## Goal
Each entry below is to be printed verbatim.

## Records shown
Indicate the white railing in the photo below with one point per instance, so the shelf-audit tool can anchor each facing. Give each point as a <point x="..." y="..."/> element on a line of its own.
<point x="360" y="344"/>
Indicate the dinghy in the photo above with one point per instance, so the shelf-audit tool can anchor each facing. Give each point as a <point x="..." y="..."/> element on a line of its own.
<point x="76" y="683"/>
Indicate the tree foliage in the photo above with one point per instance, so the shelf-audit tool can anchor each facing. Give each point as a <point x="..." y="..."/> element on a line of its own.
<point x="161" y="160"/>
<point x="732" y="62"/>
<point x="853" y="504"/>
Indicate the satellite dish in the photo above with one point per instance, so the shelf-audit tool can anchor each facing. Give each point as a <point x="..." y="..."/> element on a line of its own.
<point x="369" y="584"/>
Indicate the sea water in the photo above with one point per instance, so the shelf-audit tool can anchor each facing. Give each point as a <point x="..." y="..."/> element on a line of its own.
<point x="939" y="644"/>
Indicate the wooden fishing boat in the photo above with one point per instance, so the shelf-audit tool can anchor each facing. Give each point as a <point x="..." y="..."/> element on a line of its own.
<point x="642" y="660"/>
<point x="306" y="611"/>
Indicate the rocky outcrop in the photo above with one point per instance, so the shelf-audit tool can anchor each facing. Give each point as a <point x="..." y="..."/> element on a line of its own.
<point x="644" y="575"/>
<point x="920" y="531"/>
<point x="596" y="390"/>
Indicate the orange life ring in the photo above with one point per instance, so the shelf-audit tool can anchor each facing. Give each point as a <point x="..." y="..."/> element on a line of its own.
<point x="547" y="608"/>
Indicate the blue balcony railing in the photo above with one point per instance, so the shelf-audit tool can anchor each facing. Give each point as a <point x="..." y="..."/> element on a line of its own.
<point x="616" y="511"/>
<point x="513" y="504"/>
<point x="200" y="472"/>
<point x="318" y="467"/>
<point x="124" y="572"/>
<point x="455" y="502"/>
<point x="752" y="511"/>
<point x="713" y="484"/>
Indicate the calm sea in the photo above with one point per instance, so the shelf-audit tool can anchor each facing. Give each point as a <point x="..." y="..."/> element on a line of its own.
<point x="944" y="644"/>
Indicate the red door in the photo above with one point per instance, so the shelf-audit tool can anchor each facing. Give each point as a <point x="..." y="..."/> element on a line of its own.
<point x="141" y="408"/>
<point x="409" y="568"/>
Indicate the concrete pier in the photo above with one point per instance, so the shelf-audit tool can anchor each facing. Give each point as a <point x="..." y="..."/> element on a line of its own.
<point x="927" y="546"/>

## Final result
Indicate the white railing in the photo below with one point per instance, so the shelf-audit tool can anchor each facing. Give each point as a <point x="..." y="..."/> element on a line of its own.
<point x="360" y="344"/>
Indicate the dinghy in the photo above with one point per instance, so the shelf-audit tool can anchor each facing. Give each point as a <point x="..." y="..."/> element on a line of its own.
<point x="76" y="683"/>
Indicate the tree foliage in the photo above with one point per instance, so the shelf-audit tool can anchor each facing. Give each point as a <point x="..." y="..."/> element on a line of its own.
<point x="161" y="160"/>
<point x="732" y="62"/>
<point x="853" y="504"/>
Indicate the satellite dish in the photo above with one point per instance, so the shelf-audit tool can anchor each facing. Give each point as a <point x="..." y="..."/> element on a line of its own.
<point x="369" y="584"/>
Indicate the sea water in the photo above with one point per instance, so the shelf-audit tool can anchor each facing. Give each point as a <point x="..." y="..."/> element on a line of its own.
<point x="939" y="644"/>
Indicate the wooden fishing boat in the photo above with one point per instance, so the shelf-audit tool can anchor each facing. Give each point as a <point x="..." y="..."/> element on a line of its own.
<point x="642" y="660"/>
<point x="306" y="611"/>
Indicate the rocky outcrop in the photo above with one point per instance, so the shelf-audit tool can anchor each facing. Give each point as a <point x="..." y="..."/> element on a line of its own.
<point x="644" y="575"/>
<point x="920" y="531"/>
<point x="596" y="390"/>
Indicate the orange life ring in the photo above with one point per instance, so the shelf-audit tool can anchor each facing. Give each point as a <point x="..." y="..."/> element on a line of its own.
<point x="547" y="608"/>
Indicate the blue balcony railing in the photo above with one point per instance, so the shelf-audit tool can anchor each facing. Give each point as a <point x="..." y="..."/> element on a line of its own.
<point x="616" y="511"/>
<point x="513" y="504"/>
<point x="200" y="472"/>
<point x="318" y="467"/>
<point x="124" y="572"/>
<point x="455" y="502"/>
<point x="752" y="511"/>
<point x="713" y="484"/>
Indicate the calm sea in the photo above with one point per instance, so the shelf-audit tool can anchor each facing. Give each point as a <point x="..." y="..."/> element on a line of its own.
<point x="944" y="644"/>
Indicate the red door in the photo above with one point per instance, so the shelf-audit tool can anchor each facing. Give each point as a <point x="..." y="..."/> element on a line of its own.
<point x="141" y="408"/>
<point x="409" y="568"/>
Indicate the concrete pier in the photo above with one point per instance, so the shelf-audit tool can anchor each facing. Give each point as a <point x="..." y="..."/> element on a line of its own.
<point x="927" y="546"/>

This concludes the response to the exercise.